The problem
Swap "glossy" for "matte" throughout the listing below and write out all of its lines again, otherwise unchanged. Leave the pictures out of your answer.
########################################
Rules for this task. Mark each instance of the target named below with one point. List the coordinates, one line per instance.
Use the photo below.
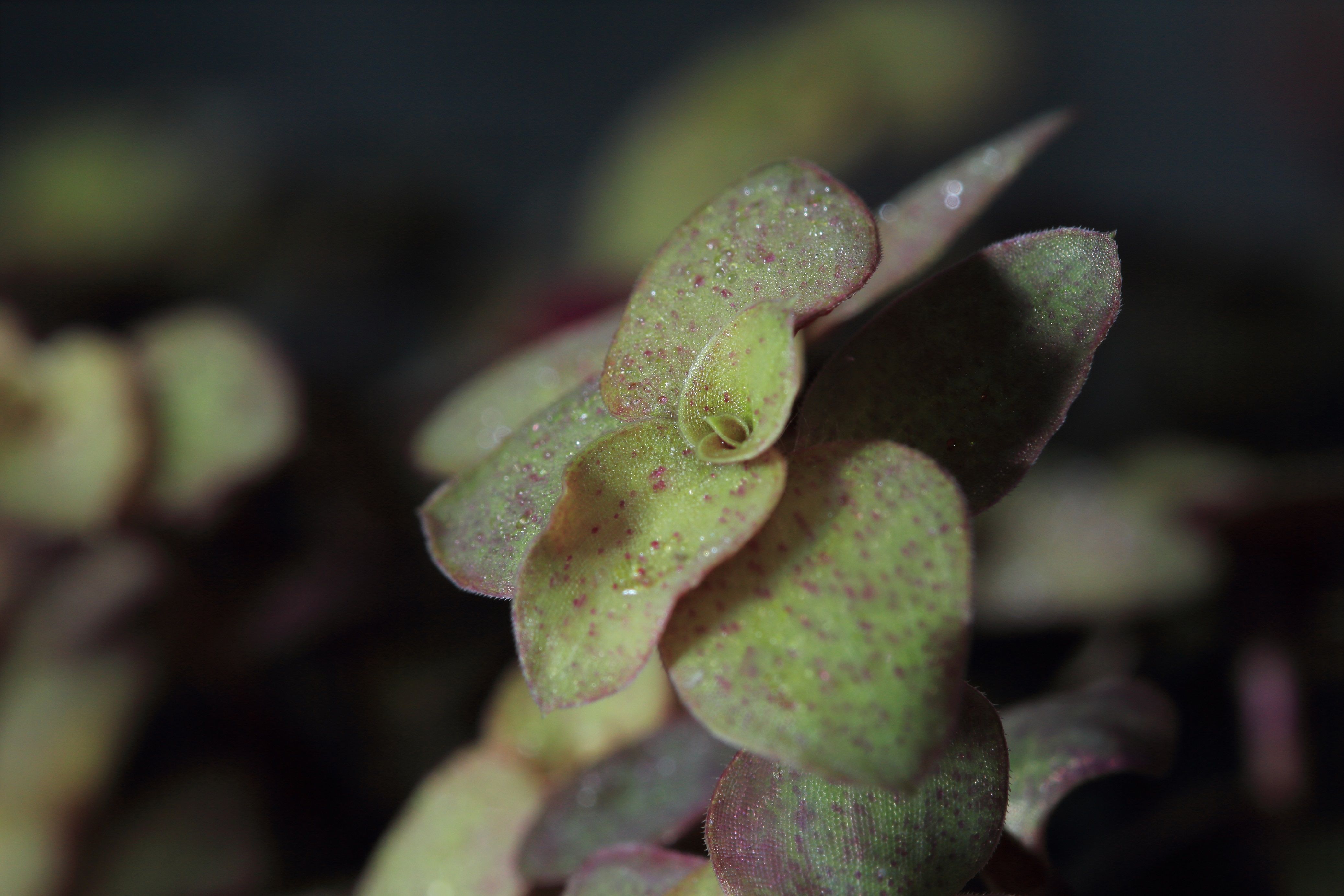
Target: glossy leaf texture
(479, 527)
(1065, 741)
(775, 831)
(787, 234)
(224, 405)
(837, 640)
(632, 870)
(640, 522)
(460, 831)
(652, 792)
(978, 366)
(921, 224)
(740, 393)
(499, 401)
########################################
Result of this task
Rules for this task. Mark each instance of the target named below with one point. List the coordinates, one line per instance.
Use the photo below.
Target: matte leaf texture
(479, 527)
(1065, 741)
(775, 831)
(787, 234)
(224, 405)
(837, 640)
(632, 870)
(640, 522)
(460, 831)
(652, 792)
(978, 366)
(921, 224)
(740, 393)
(499, 401)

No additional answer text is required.